▸ ACTION ITEM A
In the essay on Haiti, how long is the flight from Miami to Haiti?
▸ ACTION ITEM B
Retype the essay on Haiti from "As MFK’s Chief" to "States and Haiti.".
▸ ACTION ITEM C
For each statement, say whether it agrees with the essay on Haiti, and quote the words of the essay that decide it. (i) MFK's operations are located in Port-au-Prince. (ii) The writer's most recent trip ran from October 22 to October 31. (iii) Children in Cap-Haitien attended school for two weeks in September.

▸ GIVEN PASSAGE
____

Beyond the Turmoil: Seeing the Signs of Hope in Haiti

From MFK Chief Administrative Officer Lauren Plummer

As MFK’s Chief Administrative Officer, I travel to Haiti six to eight times each year and I have been to Haiti more than 40 times in the last five and a half years. But, no matter how often I go, I am always struck by wealth disparity between the United States and Haiti.

My travel from St. Louis to Haiti takes me through Miami, where the glitzy Miami International Airport concourse offers all manner of luxuries for weary or bored travelers –designer boutiques, fancy restaurants. I board the plane and land just an hour and twenty minutes later in Haiti – the poorest country in the western hemisphere and one of the poorest countries in the world.

On taking my leave from the Cap-Haitien airport, I feel as though I’ve been transported not only through space, but also through time. Instead of a Michael Kors boutique, Coach store or Brooks Brothers shop, there are open air markets where discarded clothing from Goodwill or Salvation Army is sold. Instead of sleek passenger transport carts whisking VIP passengers to their next flight on new jet liners, there are myriad small moto taxis, the driver often carrying two or even three passengers, along with their packages. Instead of a restaurant offering thick steaks, there are women squatting over smoky outdoor charcoal fires, cooking pots of rice. There are heavy loads being pulled by hand on primitive wooden carts that seem as though they might belong to past century.

My most recent trip, October 22 – 31, was more daunting due to the concern raised by the civil unrest which has plagued Haiti for the last 18 months and had intensified over the last several weeks. Fortunately for MFK – and for me – the worst of the unrest has been centered in Port-au-Prince. Cap-Haitien, in the north of Haiti where MFK has its operations, is relatively calm by comparison. But, there were signs in Cap of the recent unrest. The road to the factory showed many scorch marks where tires had been set ablaze across the road to keep vehicles from passing. There was broken glass littering the streets. Most notable was that when I arrived on Tuesday, when Haitian children should have been in school, there were none of the tell-tale children in colorful school uniforms. Other than two weeks in September, Cap-Haitien children have not been able to attend school this school year. Our Haitian employees at the factory told me that it will likely be February before children will be able to start school, and then only if the unrest is resolved.

____

▸ DATA EXCERPTS
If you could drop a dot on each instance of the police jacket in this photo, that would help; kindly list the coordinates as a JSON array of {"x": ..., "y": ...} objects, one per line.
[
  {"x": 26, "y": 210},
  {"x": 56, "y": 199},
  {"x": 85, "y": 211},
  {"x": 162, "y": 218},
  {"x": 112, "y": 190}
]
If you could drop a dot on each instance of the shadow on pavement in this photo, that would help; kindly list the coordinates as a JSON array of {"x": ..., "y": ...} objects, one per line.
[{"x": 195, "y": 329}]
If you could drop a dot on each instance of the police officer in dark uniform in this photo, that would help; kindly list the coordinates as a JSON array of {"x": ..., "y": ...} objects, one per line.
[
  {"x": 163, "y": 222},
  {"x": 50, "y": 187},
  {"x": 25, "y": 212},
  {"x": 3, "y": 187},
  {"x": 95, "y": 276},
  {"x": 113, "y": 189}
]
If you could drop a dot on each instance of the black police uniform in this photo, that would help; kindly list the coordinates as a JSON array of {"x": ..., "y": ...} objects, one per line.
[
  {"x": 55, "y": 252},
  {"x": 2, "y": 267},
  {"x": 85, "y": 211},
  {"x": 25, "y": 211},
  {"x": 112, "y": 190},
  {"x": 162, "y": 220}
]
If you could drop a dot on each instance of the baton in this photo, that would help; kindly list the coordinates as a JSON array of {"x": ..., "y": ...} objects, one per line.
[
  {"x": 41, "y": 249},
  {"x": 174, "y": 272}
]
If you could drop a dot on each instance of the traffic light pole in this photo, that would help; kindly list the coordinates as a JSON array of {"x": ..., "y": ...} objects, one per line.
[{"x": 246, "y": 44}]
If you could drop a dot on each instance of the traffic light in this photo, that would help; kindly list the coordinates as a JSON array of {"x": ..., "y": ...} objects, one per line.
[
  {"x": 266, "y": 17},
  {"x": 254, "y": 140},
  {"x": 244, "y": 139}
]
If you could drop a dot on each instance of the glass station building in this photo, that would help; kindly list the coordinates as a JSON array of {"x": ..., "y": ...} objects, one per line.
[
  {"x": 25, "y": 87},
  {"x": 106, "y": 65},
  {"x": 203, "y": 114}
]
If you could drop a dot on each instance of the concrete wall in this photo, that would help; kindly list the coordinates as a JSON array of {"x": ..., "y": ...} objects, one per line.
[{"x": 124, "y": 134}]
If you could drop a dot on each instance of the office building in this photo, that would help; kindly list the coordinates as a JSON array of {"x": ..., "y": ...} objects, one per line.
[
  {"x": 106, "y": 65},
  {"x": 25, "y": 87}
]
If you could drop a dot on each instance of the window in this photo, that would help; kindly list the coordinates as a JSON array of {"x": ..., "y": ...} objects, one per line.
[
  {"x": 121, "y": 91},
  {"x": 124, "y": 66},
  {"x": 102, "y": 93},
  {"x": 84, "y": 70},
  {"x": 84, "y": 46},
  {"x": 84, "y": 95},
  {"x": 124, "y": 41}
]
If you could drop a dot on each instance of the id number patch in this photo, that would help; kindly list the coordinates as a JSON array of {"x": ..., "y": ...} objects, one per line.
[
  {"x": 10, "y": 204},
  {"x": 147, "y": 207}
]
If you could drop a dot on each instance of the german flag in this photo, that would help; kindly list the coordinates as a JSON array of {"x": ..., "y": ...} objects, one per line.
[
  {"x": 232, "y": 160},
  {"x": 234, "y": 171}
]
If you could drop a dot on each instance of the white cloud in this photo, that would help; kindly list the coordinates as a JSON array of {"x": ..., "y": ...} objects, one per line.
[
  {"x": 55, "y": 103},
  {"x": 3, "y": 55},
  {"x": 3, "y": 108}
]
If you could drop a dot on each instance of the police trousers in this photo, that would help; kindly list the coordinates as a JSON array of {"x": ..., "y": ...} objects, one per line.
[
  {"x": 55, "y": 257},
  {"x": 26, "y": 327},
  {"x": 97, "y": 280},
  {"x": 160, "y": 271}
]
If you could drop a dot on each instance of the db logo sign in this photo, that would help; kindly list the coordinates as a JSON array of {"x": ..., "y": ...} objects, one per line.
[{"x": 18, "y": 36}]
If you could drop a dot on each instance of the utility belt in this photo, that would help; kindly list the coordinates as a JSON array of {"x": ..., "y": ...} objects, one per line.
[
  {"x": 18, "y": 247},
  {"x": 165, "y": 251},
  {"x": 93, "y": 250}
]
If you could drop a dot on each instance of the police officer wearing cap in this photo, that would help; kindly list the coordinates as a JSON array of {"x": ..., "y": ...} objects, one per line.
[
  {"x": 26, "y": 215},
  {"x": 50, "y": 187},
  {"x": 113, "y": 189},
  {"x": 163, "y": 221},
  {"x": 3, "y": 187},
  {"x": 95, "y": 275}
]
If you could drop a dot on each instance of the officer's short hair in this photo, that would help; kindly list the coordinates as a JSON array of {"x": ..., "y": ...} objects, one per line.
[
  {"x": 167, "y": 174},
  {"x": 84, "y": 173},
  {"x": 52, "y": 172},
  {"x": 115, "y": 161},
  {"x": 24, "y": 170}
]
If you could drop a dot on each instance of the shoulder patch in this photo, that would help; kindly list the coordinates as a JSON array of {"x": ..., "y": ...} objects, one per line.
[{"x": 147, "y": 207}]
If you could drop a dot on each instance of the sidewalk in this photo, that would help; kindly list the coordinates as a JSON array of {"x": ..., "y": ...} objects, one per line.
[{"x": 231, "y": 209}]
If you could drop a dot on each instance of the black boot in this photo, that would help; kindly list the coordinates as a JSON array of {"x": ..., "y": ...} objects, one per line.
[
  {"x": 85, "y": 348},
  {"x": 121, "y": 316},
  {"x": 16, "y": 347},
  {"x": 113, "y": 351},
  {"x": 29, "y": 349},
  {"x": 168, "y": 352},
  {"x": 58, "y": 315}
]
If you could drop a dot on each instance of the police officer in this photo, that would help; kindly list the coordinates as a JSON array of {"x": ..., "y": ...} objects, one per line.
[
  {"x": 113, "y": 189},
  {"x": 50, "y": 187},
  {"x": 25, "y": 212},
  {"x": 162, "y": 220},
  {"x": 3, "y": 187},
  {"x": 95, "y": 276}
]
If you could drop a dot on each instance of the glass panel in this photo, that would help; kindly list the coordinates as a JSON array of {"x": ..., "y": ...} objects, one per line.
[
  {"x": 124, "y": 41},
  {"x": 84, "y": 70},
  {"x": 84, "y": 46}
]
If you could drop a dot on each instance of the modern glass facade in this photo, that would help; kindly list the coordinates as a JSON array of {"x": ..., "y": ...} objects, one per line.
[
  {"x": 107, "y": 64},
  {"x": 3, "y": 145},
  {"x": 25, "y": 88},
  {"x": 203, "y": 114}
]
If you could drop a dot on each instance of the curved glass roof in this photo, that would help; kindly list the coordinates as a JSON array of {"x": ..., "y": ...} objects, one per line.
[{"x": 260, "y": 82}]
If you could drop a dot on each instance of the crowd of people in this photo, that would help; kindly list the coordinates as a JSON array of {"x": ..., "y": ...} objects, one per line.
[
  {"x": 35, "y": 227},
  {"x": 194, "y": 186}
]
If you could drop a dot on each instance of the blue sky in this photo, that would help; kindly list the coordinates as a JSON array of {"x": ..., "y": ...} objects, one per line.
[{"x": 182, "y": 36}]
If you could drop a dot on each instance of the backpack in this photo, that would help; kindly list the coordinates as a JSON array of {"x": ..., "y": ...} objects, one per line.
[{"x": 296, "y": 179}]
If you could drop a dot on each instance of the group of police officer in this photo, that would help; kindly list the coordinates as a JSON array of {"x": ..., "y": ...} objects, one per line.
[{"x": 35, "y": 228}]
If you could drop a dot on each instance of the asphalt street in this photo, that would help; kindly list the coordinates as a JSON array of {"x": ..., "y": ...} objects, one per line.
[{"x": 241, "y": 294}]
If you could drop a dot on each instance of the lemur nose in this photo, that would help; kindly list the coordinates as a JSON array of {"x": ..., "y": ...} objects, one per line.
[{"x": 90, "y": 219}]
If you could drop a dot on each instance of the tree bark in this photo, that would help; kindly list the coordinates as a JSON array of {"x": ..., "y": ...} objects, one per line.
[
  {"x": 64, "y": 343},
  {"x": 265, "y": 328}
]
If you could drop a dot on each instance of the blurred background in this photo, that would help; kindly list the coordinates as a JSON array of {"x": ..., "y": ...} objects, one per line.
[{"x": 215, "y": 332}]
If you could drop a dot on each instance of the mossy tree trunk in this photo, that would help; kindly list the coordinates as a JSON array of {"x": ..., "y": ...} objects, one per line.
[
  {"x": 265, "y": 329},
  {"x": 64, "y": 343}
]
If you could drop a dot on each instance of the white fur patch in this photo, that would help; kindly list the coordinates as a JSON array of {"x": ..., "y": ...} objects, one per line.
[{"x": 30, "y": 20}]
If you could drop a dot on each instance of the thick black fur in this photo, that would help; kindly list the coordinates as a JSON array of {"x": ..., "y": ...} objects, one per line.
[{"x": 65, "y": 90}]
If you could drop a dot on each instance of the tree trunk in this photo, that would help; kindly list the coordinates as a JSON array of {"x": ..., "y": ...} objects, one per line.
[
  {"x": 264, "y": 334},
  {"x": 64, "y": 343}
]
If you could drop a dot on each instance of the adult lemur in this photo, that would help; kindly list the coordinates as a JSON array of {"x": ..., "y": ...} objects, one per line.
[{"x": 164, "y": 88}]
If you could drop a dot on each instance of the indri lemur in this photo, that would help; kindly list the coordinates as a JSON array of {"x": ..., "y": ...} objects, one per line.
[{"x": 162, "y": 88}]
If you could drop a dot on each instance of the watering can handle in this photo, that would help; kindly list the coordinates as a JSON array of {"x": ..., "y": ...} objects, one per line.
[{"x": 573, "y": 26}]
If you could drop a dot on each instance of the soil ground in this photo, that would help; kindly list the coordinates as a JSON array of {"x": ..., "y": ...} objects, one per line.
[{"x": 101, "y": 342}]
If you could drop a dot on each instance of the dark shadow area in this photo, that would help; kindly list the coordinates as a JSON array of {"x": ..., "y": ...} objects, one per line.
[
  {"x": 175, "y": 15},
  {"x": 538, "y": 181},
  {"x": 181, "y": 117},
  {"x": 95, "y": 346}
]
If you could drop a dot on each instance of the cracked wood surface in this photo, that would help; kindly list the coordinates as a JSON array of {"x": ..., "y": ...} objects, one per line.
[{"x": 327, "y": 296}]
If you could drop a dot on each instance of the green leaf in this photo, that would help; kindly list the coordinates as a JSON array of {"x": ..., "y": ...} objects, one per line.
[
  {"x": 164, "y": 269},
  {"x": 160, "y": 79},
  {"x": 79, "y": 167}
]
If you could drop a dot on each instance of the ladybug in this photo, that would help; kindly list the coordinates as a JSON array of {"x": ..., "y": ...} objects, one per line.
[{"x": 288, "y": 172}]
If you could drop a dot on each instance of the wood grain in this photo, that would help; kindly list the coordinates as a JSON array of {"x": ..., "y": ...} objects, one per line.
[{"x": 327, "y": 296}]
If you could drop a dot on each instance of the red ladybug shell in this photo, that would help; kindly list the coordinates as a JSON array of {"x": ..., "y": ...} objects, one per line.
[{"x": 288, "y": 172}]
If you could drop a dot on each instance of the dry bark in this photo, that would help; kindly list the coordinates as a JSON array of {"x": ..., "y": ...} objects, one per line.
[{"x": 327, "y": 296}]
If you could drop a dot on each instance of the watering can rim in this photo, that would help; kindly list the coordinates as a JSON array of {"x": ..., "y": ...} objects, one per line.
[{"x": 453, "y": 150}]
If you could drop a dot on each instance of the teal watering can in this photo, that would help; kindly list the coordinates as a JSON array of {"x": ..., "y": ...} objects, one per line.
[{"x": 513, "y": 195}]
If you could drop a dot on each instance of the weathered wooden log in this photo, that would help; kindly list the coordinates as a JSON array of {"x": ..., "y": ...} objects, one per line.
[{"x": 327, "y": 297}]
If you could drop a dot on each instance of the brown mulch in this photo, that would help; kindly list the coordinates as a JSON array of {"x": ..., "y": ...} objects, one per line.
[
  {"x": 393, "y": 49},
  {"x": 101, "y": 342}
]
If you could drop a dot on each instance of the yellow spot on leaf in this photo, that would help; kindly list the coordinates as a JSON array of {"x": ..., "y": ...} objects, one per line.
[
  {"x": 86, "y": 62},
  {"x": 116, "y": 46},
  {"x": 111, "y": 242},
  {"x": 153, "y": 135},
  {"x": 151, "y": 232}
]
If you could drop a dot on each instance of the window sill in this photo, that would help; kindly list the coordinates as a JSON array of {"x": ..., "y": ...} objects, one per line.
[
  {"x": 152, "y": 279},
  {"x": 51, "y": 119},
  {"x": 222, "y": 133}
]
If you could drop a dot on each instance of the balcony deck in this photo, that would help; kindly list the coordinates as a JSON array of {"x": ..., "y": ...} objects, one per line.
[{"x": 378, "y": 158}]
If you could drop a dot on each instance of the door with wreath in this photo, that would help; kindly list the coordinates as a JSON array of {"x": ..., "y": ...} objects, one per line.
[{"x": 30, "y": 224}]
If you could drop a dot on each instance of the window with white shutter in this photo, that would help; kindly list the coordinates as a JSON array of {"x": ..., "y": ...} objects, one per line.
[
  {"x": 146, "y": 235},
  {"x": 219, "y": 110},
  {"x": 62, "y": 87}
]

____

▸ WRITTEN ANSWER A
An hour and twenty minutes.

▸ WRITTEN ANSWER B
As MFK’s Chief Administrative Officer, I travel to Haiti six to eight times each year and I have been to Haiti more than 40 times in the last five and a half years. But, no matter how often I go, I am always struck by wealth disparity between the United States and Haiti.

▸ WRITTEN ANSWER C
(i) No: "Cap-Haitien, in the north of Haiti where MFK has its operations"
(ii) Yes: "My most recent trip, October 22 – 31"
(iii) Yes: "Other than two weeks in September, Cap-Haitien children have not been able to attend school this school year."